• [To be done]:
Copy every one of the records below verbatim, reproducing each line without alteration.

# # # # #

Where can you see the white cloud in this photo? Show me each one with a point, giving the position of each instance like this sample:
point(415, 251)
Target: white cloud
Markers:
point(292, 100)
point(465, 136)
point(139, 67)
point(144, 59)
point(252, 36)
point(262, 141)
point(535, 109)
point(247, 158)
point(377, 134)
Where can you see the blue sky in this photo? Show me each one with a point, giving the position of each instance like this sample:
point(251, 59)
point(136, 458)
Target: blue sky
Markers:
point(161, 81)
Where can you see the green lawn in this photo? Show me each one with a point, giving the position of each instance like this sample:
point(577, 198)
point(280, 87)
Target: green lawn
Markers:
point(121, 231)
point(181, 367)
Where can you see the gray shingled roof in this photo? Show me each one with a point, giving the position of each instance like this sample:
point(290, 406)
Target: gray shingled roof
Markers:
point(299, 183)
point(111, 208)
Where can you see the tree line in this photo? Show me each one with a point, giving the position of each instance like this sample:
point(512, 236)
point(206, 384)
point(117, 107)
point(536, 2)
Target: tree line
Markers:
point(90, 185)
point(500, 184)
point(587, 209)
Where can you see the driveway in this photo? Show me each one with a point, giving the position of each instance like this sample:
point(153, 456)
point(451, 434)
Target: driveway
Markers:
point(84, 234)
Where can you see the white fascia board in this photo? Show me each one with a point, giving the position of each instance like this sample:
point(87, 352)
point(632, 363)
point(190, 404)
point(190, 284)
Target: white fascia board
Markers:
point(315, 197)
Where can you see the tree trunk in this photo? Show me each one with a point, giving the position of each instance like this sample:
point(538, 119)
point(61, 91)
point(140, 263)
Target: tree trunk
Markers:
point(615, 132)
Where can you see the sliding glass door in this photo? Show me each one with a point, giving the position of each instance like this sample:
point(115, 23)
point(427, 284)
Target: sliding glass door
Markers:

# # # # #

• [Exercise output]:
Where can you see the white cloud in this photo? Show me each one with a point, giving the position of each instance like this sample:
point(415, 251)
Target: white cloud
Markers:
point(292, 100)
point(465, 136)
point(139, 67)
point(144, 59)
point(252, 36)
point(262, 141)
point(535, 109)
point(247, 158)
point(377, 134)
Where can you see the blue sky in this photo? Show me each one with a point, giving the position of each instance like this sample:
point(251, 59)
point(136, 458)
Target: blue sky
Markers:
point(161, 81)
Where can you see the green lawn in this photo? Show me each one with a point, giving the position of each instance like this sample:
point(577, 198)
point(280, 87)
Target: green lawn
Markers:
point(121, 231)
point(181, 367)
Where can you see the gray shingled roof in this photo? Show me each one with a point, giving the position of each instance like this sample:
point(290, 406)
Target: gray shingled roof
Markers:
point(299, 183)
point(111, 208)
Where can you see the tree line in this photo? Show me each one with a point, giving the position of each instance like this sample:
point(512, 236)
point(206, 384)
point(117, 107)
point(536, 2)
Target: tree line
Markers:
point(90, 185)
point(500, 184)
point(587, 209)
Where can you see the driveway in this photo? Show me each one with a point, giving the position of each instance like this sample:
point(153, 456)
point(451, 434)
Target: driveway
Markers:
point(84, 234)
Where can you see the white fascia board in this photo? Show me each one with a point, giving the position of each instance like this sample:
point(87, 352)
point(632, 363)
point(190, 404)
point(190, 284)
Target: white fascia board
Markers:
point(315, 197)
Where can you see the tree trunk in this photo? Show me each one with a point, giving the position of each instance like this sample:
point(538, 119)
point(61, 91)
point(140, 263)
Target: tree trunk
Markers:
point(615, 132)
Where can you see the sliding glass door in this photo? Show me each one with a point, giving the position of each instance like this sample:
point(115, 23)
point(427, 284)
Target: sliding glass door
Markers:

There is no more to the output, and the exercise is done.